__GOAL__
List every line in the listing below that contains the word "bundesliga", matching its exact case.

•••

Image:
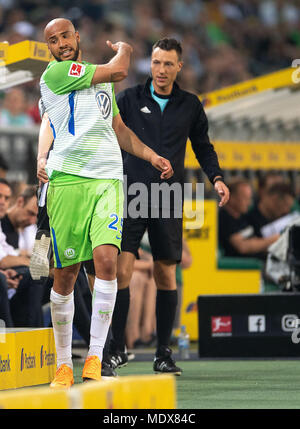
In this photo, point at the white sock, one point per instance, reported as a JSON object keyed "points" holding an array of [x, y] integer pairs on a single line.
{"points": [[62, 312], [104, 298]]}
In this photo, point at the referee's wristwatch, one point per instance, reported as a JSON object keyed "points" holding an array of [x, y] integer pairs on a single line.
{"points": [[218, 179]]}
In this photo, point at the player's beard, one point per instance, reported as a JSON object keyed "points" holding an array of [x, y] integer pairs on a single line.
{"points": [[74, 58]]}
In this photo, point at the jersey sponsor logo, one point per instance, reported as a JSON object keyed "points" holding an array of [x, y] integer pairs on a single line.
{"points": [[76, 70], [104, 103], [145, 109], [69, 253], [221, 326]]}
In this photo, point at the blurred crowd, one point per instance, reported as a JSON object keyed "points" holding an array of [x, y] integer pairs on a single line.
{"points": [[224, 41]]}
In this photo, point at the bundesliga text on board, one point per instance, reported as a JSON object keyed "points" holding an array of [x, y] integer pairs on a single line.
{"points": [[221, 326]]}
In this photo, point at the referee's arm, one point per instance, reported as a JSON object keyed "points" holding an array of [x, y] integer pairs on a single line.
{"points": [[206, 154], [129, 142]]}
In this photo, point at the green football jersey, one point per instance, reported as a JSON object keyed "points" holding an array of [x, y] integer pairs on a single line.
{"points": [[81, 115]]}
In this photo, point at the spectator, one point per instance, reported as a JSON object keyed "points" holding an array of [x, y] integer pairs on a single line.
{"points": [[25, 296], [276, 202], [21, 215], [236, 235], [266, 181], [13, 113]]}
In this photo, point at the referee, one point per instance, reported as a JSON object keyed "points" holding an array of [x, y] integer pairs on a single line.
{"points": [[164, 117]]}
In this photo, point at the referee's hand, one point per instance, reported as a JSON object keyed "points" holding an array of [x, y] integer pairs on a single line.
{"points": [[223, 192], [163, 165]]}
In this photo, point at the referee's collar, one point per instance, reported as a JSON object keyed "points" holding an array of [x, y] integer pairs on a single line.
{"points": [[175, 89]]}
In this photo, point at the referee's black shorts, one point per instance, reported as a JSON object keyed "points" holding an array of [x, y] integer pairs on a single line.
{"points": [[165, 237]]}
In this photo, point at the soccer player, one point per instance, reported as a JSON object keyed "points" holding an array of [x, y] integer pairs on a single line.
{"points": [[85, 194], [164, 116]]}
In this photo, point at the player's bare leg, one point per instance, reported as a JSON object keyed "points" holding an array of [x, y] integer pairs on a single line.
{"points": [[62, 313], [104, 297]]}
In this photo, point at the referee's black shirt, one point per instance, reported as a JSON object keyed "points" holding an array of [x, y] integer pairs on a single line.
{"points": [[166, 132]]}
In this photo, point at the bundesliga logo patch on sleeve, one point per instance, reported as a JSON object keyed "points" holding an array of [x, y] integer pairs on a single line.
{"points": [[76, 70]]}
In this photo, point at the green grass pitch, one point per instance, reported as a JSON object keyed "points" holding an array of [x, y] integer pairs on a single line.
{"points": [[229, 384]]}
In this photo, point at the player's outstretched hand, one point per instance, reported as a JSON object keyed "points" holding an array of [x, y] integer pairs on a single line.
{"points": [[223, 192], [41, 172], [119, 45], [163, 165]]}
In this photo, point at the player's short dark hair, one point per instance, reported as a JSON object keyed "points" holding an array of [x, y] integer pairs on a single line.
{"points": [[168, 44]]}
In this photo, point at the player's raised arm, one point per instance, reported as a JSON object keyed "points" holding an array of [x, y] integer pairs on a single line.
{"points": [[44, 144], [117, 68]]}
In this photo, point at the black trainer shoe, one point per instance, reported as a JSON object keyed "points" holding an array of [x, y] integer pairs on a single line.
{"points": [[118, 359], [164, 363], [107, 370]]}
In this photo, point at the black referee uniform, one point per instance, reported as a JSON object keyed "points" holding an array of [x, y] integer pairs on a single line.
{"points": [[166, 133]]}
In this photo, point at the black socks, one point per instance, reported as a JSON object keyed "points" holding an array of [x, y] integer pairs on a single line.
{"points": [[166, 304]]}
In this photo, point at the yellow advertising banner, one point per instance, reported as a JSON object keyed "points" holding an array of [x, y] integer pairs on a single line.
{"points": [[27, 358], [7, 361], [253, 86], [252, 155]]}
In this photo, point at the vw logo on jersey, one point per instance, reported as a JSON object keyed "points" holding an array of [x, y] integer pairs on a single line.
{"points": [[104, 103]]}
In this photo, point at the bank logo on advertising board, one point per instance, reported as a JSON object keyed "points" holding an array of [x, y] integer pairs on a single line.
{"points": [[46, 358], [221, 326], [5, 364], [27, 361]]}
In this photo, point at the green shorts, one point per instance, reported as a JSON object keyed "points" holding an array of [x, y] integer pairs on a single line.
{"points": [[83, 214]]}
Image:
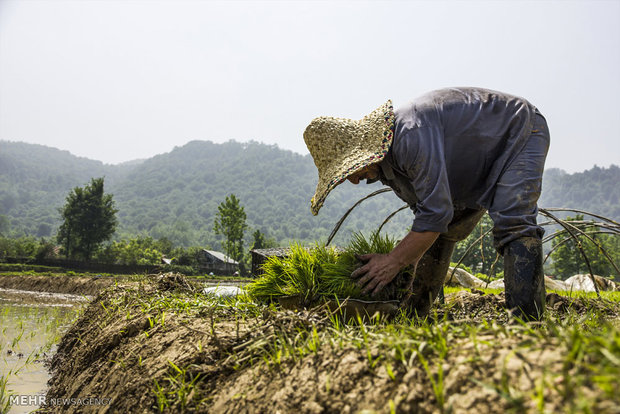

•••

__SOLUTION TO THE EXERCISE__
In this photo, point at the bundesliga text on board, one point per instance, reported as a JSON object keyed "points" holding an array of [x, y] integer pairs on a single line.
In this photo, point at the bundesliga logo patch on sleeve, one point per instance, reported as a JSON object keyed "points" holding an array of [x, y] integer pairs on a single line.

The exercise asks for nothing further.